#### [REQUIREMENT]
Copy out all of the data below with every "top-left corner" replaced by "upper-left corner", changing nothing else.

------------------------------------

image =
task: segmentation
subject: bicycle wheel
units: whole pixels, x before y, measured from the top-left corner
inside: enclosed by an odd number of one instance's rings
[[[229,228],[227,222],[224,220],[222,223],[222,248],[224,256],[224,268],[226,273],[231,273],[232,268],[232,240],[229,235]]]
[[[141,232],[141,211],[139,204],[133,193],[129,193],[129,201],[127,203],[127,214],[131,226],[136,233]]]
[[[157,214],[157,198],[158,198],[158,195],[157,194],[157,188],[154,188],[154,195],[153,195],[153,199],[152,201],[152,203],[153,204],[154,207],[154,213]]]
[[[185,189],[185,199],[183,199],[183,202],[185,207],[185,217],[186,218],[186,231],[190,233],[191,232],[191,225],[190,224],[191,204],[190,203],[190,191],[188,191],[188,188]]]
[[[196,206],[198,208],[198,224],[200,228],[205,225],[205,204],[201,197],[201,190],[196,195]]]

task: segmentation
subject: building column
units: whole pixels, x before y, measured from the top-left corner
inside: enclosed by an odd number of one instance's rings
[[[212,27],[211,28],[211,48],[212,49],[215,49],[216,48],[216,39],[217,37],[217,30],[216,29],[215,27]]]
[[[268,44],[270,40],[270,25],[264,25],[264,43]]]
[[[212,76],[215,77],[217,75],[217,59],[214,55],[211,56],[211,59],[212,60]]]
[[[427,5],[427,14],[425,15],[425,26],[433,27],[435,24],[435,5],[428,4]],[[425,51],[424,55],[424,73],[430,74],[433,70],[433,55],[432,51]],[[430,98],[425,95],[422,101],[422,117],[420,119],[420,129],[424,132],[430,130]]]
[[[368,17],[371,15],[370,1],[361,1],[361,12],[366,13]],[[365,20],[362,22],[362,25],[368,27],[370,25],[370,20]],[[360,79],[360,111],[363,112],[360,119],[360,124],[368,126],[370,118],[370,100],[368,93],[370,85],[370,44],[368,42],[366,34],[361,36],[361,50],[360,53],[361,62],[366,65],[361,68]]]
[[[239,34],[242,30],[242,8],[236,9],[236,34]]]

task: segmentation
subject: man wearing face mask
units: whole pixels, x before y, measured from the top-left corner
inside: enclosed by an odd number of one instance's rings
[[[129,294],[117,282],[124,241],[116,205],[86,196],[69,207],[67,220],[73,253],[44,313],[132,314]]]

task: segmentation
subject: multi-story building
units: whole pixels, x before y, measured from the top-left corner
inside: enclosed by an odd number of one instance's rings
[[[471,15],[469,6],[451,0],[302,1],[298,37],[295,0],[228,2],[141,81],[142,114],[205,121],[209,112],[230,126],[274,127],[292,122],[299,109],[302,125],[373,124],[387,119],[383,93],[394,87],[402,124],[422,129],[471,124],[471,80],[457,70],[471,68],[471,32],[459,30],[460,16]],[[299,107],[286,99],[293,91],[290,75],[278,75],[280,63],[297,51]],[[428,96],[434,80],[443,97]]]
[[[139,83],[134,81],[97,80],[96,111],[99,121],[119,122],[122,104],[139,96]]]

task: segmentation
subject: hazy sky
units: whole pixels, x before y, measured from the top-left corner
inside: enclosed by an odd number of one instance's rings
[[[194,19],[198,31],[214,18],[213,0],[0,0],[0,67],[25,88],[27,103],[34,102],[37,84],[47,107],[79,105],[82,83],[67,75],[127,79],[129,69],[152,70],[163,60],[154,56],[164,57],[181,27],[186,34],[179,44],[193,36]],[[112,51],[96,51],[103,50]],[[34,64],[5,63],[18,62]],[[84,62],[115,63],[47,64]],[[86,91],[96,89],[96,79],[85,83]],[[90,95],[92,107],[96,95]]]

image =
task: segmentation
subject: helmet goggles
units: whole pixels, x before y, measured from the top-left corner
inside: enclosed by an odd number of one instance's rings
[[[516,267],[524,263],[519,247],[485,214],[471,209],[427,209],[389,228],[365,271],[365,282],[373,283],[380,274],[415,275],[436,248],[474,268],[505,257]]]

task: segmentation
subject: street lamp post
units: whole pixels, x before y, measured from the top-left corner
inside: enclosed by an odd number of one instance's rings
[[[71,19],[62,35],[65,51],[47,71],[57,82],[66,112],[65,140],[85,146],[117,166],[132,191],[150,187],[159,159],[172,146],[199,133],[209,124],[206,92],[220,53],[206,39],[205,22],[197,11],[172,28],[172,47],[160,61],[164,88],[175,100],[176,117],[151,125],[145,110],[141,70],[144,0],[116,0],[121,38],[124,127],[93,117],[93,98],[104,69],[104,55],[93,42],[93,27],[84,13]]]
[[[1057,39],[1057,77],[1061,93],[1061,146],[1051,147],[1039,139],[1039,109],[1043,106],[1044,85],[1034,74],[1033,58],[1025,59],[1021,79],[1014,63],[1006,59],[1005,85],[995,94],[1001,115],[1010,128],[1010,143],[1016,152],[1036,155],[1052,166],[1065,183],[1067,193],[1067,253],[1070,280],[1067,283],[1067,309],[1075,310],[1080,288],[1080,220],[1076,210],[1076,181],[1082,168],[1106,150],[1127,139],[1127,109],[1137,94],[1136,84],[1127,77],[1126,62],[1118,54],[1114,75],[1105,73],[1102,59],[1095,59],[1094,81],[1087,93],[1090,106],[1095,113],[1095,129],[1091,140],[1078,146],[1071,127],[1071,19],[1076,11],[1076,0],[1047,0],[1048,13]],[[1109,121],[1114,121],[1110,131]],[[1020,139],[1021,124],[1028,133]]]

------------------------------------

#### [ANSWER TO THE EXERCISE]
image =
task: segmentation
subject: bicycle wheel
units: whole pixels, x before y, measured from the upper-left corner
inside: enclosed by an odd number of one instance's rings
[[[229,228],[227,222],[224,220],[222,223],[222,248],[224,256],[224,268],[226,273],[231,273],[232,268],[232,240],[229,235]]]
[[[141,232],[141,211],[139,204],[133,193],[129,193],[129,201],[127,203],[127,214],[131,226],[136,233]]]
[[[157,214],[157,198],[158,198],[158,195],[157,194],[157,188],[154,188],[154,195],[153,195],[153,199],[152,201],[152,203],[153,204],[154,207],[154,213]]]
[[[185,189],[185,199],[183,199],[183,202],[185,207],[185,217],[186,218],[186,231],[190,233],[191,232],[191,225],[190,224],[191,204],[190,203],[190,191],[188,191],[188,188]]]
[[[196,206],[198,208],[198,224],[200,228],[205,225],[205,204],[201,197],[201,190],[196,195]]]

task: segmentation
subject: building column
units: whole pixels, x before y, measured from the upper-left corner
inside: enclosed by an odd number of one instance's rings
[[[212,27],[211,28],[211,48],[212,49],[215,49],[216,48],[216,39],[217,37],[217,30],[216,29],[215,27]]]
[[[268,44],[270,40],[270,25],[264,25],[264,43]]]
[[[212,76],[215,77],[217,75],[217,59],[214,55],[211,56],[211,59],[212,60]]]
[[[427,5],[427,14],[425,15],[425,26],[433,27],[435,24],[435,5],[428,4]],[[425,51],[424,55],[424,73],[430,74],[433,70],[433,55],[432,51]],[[430,98],[425,95],[422,101],[422,117],[420,119],[420,129],[424,132],[430,130]]]
[[[368,17],[371,15],[370,1],[361,1],[361,12],[366,13]],[[365,20],[362,22],[362,25],[368,27],[370,25],[370,20]],[[360,79],[360,111],[363,112],[360,119],[360,124],[368,126],[370,118],[370,100],[368,93],[370,85],[370,44],[368,42],[366,34],[361,36],[361,50],[360,53],[361,62],[366,65],[361,68]]]
[[[239,34],[242,30],[242,8],[236,9],[236,34]]]

task: segmentation
subject: man wearing face mask
units: whole pixels, x before y, measured from the upper-left corner
inside: enclosed by an odd number of one instance's rings
[[[129,294],[117,282],[124,241],[116,205],[86,196],[69,207],[67,220],[73,253],[44,313],[132,314]]]

task: segmentation
subject: multi-story building
units: whole pixels, x before y, measured from the upper-left corner
inside: enclosed by an odd number of one instance's rings
[[[471,15],[469,6],[451,0],[302,1],[298,37],[295,0],[228,2],[141,81],[142,114],[205,121],[209,112],[230,126],[274,127],[292,122],[299,109],[302,125],[373,124],[387,119],[383,93],[394,87],[402,124],[422,129],[471,124],[471,80],[457,70],[471,68],[471,32],[459,30],[460,16]],[[299,107],[286,99],[293,91],[290,75],[278,75],[280,63],[297,51]],[[428,96],[434,80],[443,97]]]
[[[139,83],[134,81],[97,80],[96,111],[99,121],[119,122],[122,104],[139,96]]]

task: segmentation
subject: hazy sky
units: whole pixels, x before y, measured from the upper-left corner
inside: enclosed by an odd number of one instance's rings
[[[194,19],[198,31],[214,18],[213,0],[0,0],[0,67],[25,88],[27,103],[34,102],[37,84],[47,107],[79,105],[82,83],[67,75],[127,79],[129,69],[152,70],[163,60],[154,56],[164,57],[181,27],[186,34],[179,44],[193,36]],[[112,51],[96,51],[103,50]],[[34,64],[5,63],[18,62]],[[84,62],[115,63],[47,64]],[[86,91],[96,89],[96,79],[85,83]],[[90,95],[92,107],[96,95]]]

image =
task: segmentation
subject: helmet goggles
units: whole pixels, x before y, measured from the upper-left corner
inside: enclosed by an odd number of one instance's rings
[[[516,267],[524,263],[519,247],[485,214],[471,209],[427,209],[389,228],[365,271],[365,282],[373,283],[380,274],[415,275],[436,248],[474,268],[505,257]]]

task: segmentation
subject: street lamp post
units: whole pixels, x before y, measured from the upper-left corner
inside: enclosed by an odd number of one instance's rings
[[[71,19],[62,35],[65,51],[47,71],[57,82],[66,112],[65,140],[85,146],[117,166],[132,191],[150,187],[159,159],[172,146],[199,133],[209,124],[206,92],[220,53],[206,39],[205,22],[197,11],[172,28],[172,47],[160,61],[164,88],[175,100],[176,117],[151,125],[145,110],[141,70],[144,0],[116,0],[121,38],[124,127],[93,117],[93,98],[104,69],[104,55],[93,42],[93,27],[84,13]]]
[[[1057,39],[1057,77],[1061,93],[1061,146],[1051,147],[1039,139],[1039,109],[1043,106],[1044,85],[1034,74],[1033,58],[1025,59],[1021,79],[1014,63],[1006,59],[1005,85],[995,94],[1001,115],[1010,128],[1010,143],[1016,152],[1036,155],[1052,166],[1065,183],[1067,193],[1067,253],[1070,280],[1067,283],[1067,309],[1075,310],[1080,288],[1080,220],[1076,210],[1076,181],[1082,168],[1106,150],[1127,139],[1127,109],[1137,94],[1136,84],[1127,77],[1126,62],[1118,54],[1114,75],[1105,73],[1102,59],[1095,59],[1094,81],[1087,93],[1090,106],[1095,113],[1095,129],[1091,140],[1078,146],[1071,127],[1071,19],[1076,11],[1076,0],[1047,0],[1048,13]],[[1109,121],[1114,121],[1110,131]],[[1020,139],[1021,124],[1028,133]]]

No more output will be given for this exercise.